Passage for review:
--*--

Arch Neurol. 2002;59:1476-1479.

ABSTRACT
Background  The association of chromosomal imbalances and neurologic abnormalities is well known.

Objective  To describe a family with 2 brothers presenting with 15q trisomy due to a maternal equilibrated translocation involving chromosomes 12 and 15.

Design, Setting, and Patients  Among patients with epilepsy followed up in our hospital, we identified 2 brothers with epilepsy and mental retardation who presented dysmorphic features. Detailed clinical, electroencephalographic, and magnetic resonance imaging investigation was performed. In addition, we collected blood samples for karyotyping.

--*--

Data excerpts:

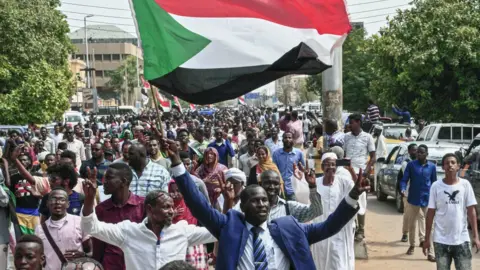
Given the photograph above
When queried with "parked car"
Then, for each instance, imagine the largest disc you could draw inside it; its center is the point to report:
(395, 131)
(7, 128)
(471, 168)
(449, 132)
(389, 176)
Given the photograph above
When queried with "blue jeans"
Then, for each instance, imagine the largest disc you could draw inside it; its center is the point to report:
(461, 255)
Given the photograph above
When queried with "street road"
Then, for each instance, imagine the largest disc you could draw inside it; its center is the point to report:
(383, 233)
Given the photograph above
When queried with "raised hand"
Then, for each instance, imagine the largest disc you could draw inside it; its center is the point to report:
(296, 172)
(90, 184)
(310, 177)
(361, 185)
(227, 190)
(172, 151)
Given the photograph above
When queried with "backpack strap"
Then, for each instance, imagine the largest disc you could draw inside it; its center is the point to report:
(287, 208)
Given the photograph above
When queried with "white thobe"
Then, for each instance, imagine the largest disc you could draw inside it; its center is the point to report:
(336, 252)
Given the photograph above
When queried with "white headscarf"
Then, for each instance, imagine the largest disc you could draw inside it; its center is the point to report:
(236, 174)
(329, 155)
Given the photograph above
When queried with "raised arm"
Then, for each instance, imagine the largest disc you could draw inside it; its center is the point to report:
(107, 232)
(304, 212)
(405, 178)
(347, 209)
(199, 206)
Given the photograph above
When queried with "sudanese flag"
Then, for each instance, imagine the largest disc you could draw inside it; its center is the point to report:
(207, 51)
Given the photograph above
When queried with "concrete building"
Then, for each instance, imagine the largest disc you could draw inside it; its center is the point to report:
(286, 88)
(108, 46)
(77, 68)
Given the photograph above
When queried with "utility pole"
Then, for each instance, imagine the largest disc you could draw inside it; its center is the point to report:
(332, 91)
(86, 48)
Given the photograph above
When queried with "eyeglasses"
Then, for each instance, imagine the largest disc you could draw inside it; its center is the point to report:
(82, 264)
(57, 200)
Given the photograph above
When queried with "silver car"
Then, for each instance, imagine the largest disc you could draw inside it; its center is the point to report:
(390, 174)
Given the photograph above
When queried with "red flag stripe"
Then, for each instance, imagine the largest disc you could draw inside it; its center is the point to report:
(327, 16)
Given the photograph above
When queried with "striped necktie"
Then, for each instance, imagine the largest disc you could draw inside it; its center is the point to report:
(259, 253)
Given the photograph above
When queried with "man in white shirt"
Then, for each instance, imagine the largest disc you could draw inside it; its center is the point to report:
(452, 202)
(48, 142)
(336, 252)
(152, 243)
(359, 147)
(75, 146)
(65, 231)
(238, 180)
(244, 159)
(306, 128)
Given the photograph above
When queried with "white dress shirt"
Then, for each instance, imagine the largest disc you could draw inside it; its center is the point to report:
(275, 257)
(78, 148)
(140, 245)
(243, 163)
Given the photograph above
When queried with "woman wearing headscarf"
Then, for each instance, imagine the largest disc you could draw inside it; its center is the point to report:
(211, 172)
(196, 255)
(265, 163)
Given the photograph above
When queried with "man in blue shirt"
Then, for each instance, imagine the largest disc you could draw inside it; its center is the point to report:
(285, 158)
(224, 148)
(404, 113)
(421, 174)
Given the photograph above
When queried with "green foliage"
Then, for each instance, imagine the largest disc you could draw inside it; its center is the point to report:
(126, 71)
(355, 74)
(304, 95)
(35, 79)
(428, 59)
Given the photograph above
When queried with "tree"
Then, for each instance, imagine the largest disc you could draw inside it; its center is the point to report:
(305, 95)
(124, 80)
(355, 75)
(428, 59)
(35, 80)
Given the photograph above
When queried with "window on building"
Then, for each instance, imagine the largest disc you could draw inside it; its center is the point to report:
(467, 133)
(476, 131)
(457, 133)
(430, 133)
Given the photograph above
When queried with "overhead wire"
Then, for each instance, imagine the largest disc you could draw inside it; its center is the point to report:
(121, 17)
(132, 25)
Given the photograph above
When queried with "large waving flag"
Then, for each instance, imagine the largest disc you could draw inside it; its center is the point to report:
(207, 51)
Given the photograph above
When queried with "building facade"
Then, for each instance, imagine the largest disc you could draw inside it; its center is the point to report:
(108, 46)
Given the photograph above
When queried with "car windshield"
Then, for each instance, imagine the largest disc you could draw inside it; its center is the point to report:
(396, 132)
(73, 118)
(436, 154)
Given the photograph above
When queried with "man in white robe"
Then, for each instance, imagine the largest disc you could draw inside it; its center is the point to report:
(336, 252)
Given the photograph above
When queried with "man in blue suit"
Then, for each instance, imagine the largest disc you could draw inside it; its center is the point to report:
(246, 241)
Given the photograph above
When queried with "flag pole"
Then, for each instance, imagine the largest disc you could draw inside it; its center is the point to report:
(159, 118)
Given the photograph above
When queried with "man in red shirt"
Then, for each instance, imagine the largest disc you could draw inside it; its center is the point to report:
(121, 206)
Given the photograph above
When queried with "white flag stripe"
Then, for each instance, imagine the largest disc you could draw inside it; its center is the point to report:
(244, 42)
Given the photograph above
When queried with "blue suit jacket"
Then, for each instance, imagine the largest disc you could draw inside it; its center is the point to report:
(292, 237)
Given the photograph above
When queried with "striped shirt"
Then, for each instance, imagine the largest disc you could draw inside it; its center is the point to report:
(300, 211)
(373, 113)
(154, 177)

--*--

Exercise instructions: Write the next part of the 15q trisomy abstract, picking up right after its last sentence. The listing comes from a separate source.

Final answer:
Results  Clinical findings included minor dysmorphic features, mental retardation, abnormal behavior, and secondary generalized epilepsy. Electroencephalography showed left temporal slow waves in the older brother and background abnormality associated with generalized and multifocal epileptiform discharges in the other. Their magnetic resonance images showed mesial temporal lobe malformation, including the hippocampus and parahippocampal and fusiform gyri, with abnormal shape and axis.

Conclusions  To our knowledge, this is the first report of mesial temporal lobe malformation associated with chromosomal abnormalities. Our finding may contribute to the understanding of the genetic mechanisms involved in central nervous system malformations, especially in the mesial temporal lobe structures.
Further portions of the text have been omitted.